Stored data entries:
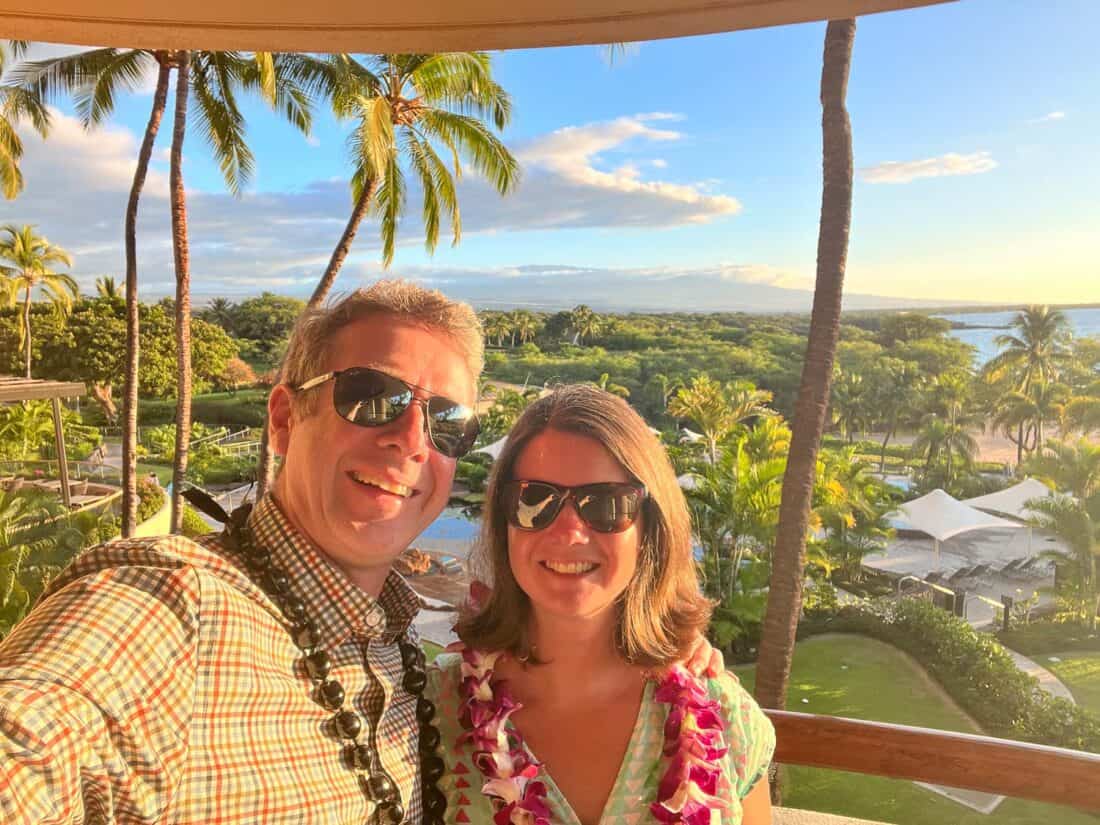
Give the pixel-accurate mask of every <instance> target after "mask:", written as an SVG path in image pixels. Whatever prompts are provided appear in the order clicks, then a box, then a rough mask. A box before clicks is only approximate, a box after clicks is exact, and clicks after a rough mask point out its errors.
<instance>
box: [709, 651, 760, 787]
mask: <svg viewBox="0 0 1100 825" xmlns="http://www.w3.org/2000/svg"><path fill="white" fill-rule="evenodd" d="M707 690H708V692H709V694H711V697H712V698H714V700H716V701H717V702H718V703H719V704H720V706H722V711H723V716H724V717H725V719H724V720H725V723H726V735H727V737H728V740H727V742H726V744H727V745H728V746H729V756H728V759H729V760H730V763H731V769H733V770H734V772H735V774H736V783H737V794H738V796H740V798H744V796H745V795H746V794H747V793H748V792H749V791H750V790H751V789H752V787H753V785H755V784H756V783H757V781H758V780H759V779H760V777H762V775H763V773H764V772H766V771H767V769H768V763H769V762H770V761H771V758H772V755H773V753H774V750H775V728H774V727H773V726H772V724H771V720H770V719H769V718H768V717H767V715H764V713H763V711H762V709H761V708H760V705H758V704H757V701H756V700H755V698H752V694H750V693H749V692H748V691H747V690H745V687H744V685H741V683H740V681H739V680H738V679H737V676H736V675H735V674H733V673H730V672H728V671H726V672H725V673H722V674H720V675H718V676H715V678H713V679H708V680H707Z"/></svg>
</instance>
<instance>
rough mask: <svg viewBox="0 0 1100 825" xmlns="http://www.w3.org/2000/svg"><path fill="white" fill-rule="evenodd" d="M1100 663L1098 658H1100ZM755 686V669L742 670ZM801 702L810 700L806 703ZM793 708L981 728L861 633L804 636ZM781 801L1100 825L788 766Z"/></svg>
mask: <svg viewBox="0 0 1100 825" xmlns="http://www.w3.org/2000/svg"><path fill="white" fill-rule="evenodd" d="M1098 663H1100V660H1098ZM736 672H737V674H738V676H739V678H740V680H741V683H742V684H744V685H745V686H746V689H748V690H751V689H752V682H753V678H755V668H752V667H747V668H737V669H736ZM802 700H806V701H805V702H803V701H802ZM788 709H791V711H802V712H805V713H820V714H829V715H833V716H850V717H858V718H865V719H875V720H877V722H891V723H895V724H902V725H920V726H923V727H932V728H939V729H949V730H961V731H965V733H976V729H975V727H974V725H972V724H971V723H970V722H969V720H968V719H967V717H966V716H965V715H964V714H963V712H961V711H959V709H958V708H957V707H956V706H955V705H954V704H953V703H952V702H950V701H949V700H948V698H947V697H946V696H945V695H944V694H943V692H942V691H939V690H938V689H937V687H935V686H934V685H933V684H932V683H931V681H930V679H928V678H927V676H926V675H925V674H924V672H923V671H922V670H921V668H920V667H919V665H916V664H915V663H914V662H913V661H912V660H911V659H909V658H908V657H906V656H904V654H903V653H901V652H900V651H898V650H897V649H894V648H892V647H890V646H889V645H884V643H883V642H880V641H877V640H875V639H869V638H865V637H861V636H827V637H821V638H813V639H809V640H806V641H803V642H800V643H799V646H798V647H796V648H795V652H794V664H793V668H792V672H791V685H790V690H789V693H788ZM787 775H788V780H787V784H785V787H784V798H783V804H784V805H788V806H790V807H801V809H807V810H813V811H823V812H826V813H833V814H843V815H848V816H856V817H862V818H866V820H876V821H879V822H887V823H894V824H895V825H994V823H996V825H1036V824H1038V823H1052V824H1053V823H1058V825H1097V823H1098V820H1097V817H1093V816H1090V815H1088V814H1084V813H1078V812H1076V811H1073V810H1070V809H1066V807H1060V806H1057V805H1046V804H1041V803H1033V802H1024V801H1021V800H1005V801H1004V802H1002V803H1001V804H1000V806H999V807H998V809H997V810H996V811H994V812H993V813H992V814H990V815H988V816H987V815H985V814H980V813H978V812H977V811H972V810H970V809H968V807H965V806H964V805H959V804H957V803H955V802H952V801H950V800H948V799H946V798H944V796H941V795H939V794H936V793H933V792H932V791H927V790H925V789H923V788H919V787H917V785H915V784H913V783H912V782H906V781H902V780H894V779H884V778H882V777H869V775H862V774H856V773H844V772H840V771H828V770H822V769H817V768H799V767H792V768H788V769H787Z"/></svg>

> Directions:
Once you find the string "instance" in a line of the records, copy that line.

> Final answer:
Give the pixel-accurate mask of every <instance> target after "mask:", written as an SVG path in image pixels. Whatever prompts are provided appear in the order clicks, then a box, then a rough mask. A box before clicks is only approximate, a box after clicks is exact, and clicks after a rough mask point out its errors.
<instance>
</instance>
<instance>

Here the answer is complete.